Source document:
Segment Open

Crypto.com understated layoffs, dismissed at least 40% of its workforce: report
In June, Crypto.com CEO and founder Kris Marszalek announced that the exchange was laying off 260 employees, accounting for 5% of its workforce. However, according to a new report, the exchange massively understated its layoffs, and it has quietly let go of over 2,000 employees as trading volume dries up in light of the ongoing bear market.
Crypto.com shot into the limelight in 2021 as it embarked on a spending spree targeting sponsorships and partnerships with some of the world’s biggest brands. These included some much publicized ads featuring stars like actor Matt Damon and NBA star Lebron James. It also paid top dollar to sponsor major sporting teams and tournaments, including paying over $700 million to rename the LA Lakers’ Staples Center, the biggest naming rights deal in history.
At the time, it was easy for Crypto.com to bankroll these splashes as most digital assets were hitting new highs, and trading volume was soaring, pushing the exchange into the Top 5 globally. However, in May, LUNA and its sister token UST crashed and sparked a wider market collapse that has seen most tokens shed over 70% of their pre-May prices. Trading volumes have dried up for most exchanges, and Crypto.com has been hit harder than most.
An investigative report by AdAge reveals that Marszalek and his team have been making every move they can to save their exchange, including laying off thousands of employees quietly and scaling back most of their sponsorship and partnership deals.

Segment Closed

Dataset:

Segment Open

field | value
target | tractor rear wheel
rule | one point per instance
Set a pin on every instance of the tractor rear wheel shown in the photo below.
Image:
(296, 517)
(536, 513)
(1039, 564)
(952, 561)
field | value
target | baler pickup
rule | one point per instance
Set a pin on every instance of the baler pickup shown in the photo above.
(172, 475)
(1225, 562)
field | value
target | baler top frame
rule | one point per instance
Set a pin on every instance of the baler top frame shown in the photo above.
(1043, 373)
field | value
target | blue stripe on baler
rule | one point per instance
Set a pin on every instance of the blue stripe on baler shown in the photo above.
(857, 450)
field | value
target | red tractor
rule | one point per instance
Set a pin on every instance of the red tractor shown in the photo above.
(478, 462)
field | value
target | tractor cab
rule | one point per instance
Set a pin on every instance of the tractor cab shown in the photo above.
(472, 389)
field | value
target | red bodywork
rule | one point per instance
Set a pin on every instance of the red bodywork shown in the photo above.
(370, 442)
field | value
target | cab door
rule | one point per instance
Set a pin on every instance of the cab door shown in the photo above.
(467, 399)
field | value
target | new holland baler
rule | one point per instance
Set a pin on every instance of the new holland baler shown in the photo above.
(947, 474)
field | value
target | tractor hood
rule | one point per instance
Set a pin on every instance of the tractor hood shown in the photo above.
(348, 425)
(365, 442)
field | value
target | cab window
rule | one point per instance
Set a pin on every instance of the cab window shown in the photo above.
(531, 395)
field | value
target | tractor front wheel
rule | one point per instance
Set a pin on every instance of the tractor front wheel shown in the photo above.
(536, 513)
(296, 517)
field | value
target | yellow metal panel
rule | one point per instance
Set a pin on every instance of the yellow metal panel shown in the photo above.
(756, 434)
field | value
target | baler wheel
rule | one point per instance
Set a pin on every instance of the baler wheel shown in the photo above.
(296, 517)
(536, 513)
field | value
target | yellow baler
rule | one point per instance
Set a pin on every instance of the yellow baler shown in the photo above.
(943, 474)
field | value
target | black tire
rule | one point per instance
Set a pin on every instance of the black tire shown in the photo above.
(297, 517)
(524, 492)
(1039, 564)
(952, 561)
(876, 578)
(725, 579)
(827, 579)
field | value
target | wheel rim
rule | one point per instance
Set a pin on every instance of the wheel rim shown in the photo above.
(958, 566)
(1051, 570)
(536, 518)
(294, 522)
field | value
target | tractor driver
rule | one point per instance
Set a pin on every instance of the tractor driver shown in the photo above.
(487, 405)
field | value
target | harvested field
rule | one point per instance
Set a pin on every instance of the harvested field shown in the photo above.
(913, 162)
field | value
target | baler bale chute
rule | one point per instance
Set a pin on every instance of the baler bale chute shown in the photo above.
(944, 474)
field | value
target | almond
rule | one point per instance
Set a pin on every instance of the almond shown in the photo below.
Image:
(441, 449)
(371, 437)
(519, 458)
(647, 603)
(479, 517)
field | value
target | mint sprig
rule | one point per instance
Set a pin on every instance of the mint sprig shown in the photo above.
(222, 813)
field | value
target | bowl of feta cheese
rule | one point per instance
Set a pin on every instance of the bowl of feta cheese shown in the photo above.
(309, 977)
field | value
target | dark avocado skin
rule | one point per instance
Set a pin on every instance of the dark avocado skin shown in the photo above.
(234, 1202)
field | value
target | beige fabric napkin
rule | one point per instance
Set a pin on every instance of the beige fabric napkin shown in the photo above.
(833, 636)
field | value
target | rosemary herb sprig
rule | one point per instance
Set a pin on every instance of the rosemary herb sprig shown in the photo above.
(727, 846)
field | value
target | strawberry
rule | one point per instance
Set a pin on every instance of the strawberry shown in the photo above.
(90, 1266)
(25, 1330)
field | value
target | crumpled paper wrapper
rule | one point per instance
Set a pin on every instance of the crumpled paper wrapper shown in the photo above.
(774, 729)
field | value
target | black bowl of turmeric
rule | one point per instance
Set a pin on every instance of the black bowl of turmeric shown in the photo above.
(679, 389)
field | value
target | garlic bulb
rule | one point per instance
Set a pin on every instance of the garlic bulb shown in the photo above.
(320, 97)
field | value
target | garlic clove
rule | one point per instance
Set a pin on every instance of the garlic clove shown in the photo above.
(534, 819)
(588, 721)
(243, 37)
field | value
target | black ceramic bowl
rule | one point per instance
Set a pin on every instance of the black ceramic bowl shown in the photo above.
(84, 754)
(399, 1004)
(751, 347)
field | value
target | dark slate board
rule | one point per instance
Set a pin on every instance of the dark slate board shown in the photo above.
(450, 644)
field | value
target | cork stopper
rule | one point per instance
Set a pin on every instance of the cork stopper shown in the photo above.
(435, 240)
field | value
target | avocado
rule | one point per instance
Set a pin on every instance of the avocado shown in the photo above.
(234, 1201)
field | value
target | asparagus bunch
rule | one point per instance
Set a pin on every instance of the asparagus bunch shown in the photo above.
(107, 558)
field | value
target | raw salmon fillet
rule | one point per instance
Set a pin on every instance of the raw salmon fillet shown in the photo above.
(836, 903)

Segment Closed

Tasks:
a - From the Crypto.com report, output the passage starting with "An investigative report" and going on through "and partnership deals.".
b - According to the Crypto.com report, how much did the exchange pay to rename the LA Lakers' Staples Center?
The entries have nothing to do with the Crypto.com report and stand apart from it.

Responses to the tasks:
a -
An investigative report by AdAge reveals that Marszalek and his team have been making every move they can to save their exchange, including laying off thousands of employees quietly and scaling back most of their sponsorship and partnership deals.

b - Over $700 million.